▶ Selected text
===============

Agriculture is the major contributor to Kenya’s economic performance. It is the leading economic sector, accounting directly for more than 25 per cent of the gross domestic product (GDP). The sector also accounts for 65 per cent of Kenya’s total exports as well as providing more than 18 per cent of formal employment.
President Uhuru Kenyatta has committed that his administration will pay special attention to four key sectors that includes food security that will drive Kenya’s economic agenda during his second term in office. Growth of the national economy is therefore highly correlated to growth and development in agriculture.
The agricultural sector faces a number of challenges that include firstly: climate change- the changing and unpredictable rain patterns have greatly affected agricultural producers’ ability to plan their activities. Secondly, extension services- there is limited access to extension services, a situation that has hindered most farmers from keeping pace with changing production knowledge and with technological advances resulting to dwindling productivity.
Thirdly; the use of outdated technology – the use of modern science and technology in agricultural production is still limited. Fourthly: Inadequate research–extension–farmer linkages that facilitates demand-driven research and increased use of improved technologies continue to constrain efforts that promote agricultural productivity as farmers continue to use outdated and ineffective technologies. Fifthly is the use of inputs- most farmers lack information on the right type of farm inputs to use or the appropriate time of application of the same.

===============

▶ Task objective
Edit the passage on Kenyan agriculture, starting with "President Uhuru Kenyatta" and going on through "to dwindling productivity.", so that "climate change" becomes "weather variability". The items after this point are separate material and not part of the passage on Kenyan agriculture.

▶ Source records

===============

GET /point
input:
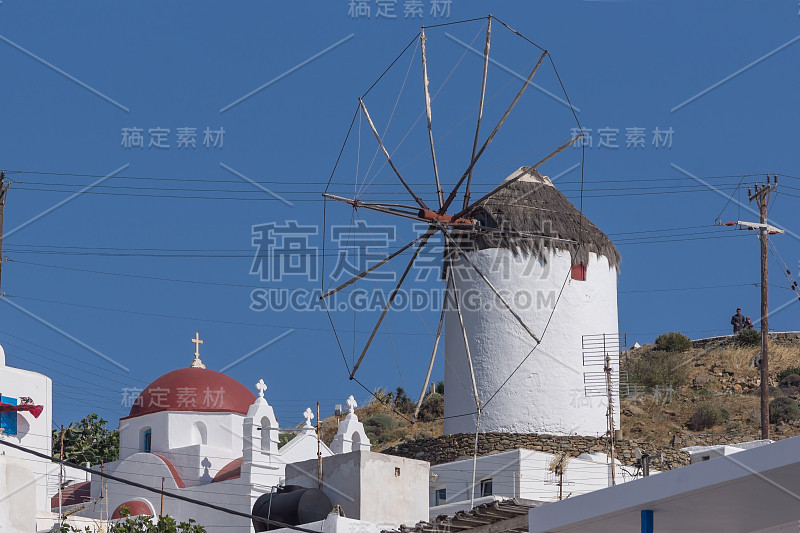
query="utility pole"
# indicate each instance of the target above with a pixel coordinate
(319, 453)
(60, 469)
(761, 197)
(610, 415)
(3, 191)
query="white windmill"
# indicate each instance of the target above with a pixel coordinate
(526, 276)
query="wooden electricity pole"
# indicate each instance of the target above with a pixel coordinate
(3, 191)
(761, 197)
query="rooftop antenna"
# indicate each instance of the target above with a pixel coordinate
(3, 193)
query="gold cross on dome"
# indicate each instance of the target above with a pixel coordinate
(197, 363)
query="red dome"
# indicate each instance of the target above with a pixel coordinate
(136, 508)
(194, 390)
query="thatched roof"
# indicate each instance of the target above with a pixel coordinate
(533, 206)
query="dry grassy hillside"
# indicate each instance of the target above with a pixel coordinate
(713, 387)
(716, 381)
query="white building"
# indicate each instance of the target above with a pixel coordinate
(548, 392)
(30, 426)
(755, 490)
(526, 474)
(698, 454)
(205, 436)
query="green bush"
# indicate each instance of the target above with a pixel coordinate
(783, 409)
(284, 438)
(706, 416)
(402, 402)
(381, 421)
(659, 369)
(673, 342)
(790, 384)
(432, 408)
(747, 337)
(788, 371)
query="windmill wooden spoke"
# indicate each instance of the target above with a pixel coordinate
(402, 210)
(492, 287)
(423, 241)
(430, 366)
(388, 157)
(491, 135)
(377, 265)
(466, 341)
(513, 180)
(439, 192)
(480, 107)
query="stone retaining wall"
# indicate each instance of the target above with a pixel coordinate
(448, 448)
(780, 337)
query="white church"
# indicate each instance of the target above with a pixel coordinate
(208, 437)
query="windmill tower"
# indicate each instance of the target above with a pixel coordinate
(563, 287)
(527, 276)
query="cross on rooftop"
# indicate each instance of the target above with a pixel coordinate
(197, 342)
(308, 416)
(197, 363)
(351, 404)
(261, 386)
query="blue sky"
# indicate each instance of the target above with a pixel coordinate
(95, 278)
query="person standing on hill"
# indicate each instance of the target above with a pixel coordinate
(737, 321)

===============

▶ Answer to the exercise
President Uhuru Kenyatta has committed that his administration will pay special attention to four key sectors that includes food security that will drive Kenya’s economic agenda during his second term in office. Growth of the national economy is therefore highly correlated to growth and development in agriculture.
The agricultural sector faces a number of challenges that include firstly: weather variability- the changing and unpredictable rain patterns have greatly affected agricultural producers’ ability to plan their activities. Secondly, extension services- there is limited access to extension services, a situation that has hindered most farmers from keeping pace with changing production knowledge and with technological advances resulting to dwindling productivity.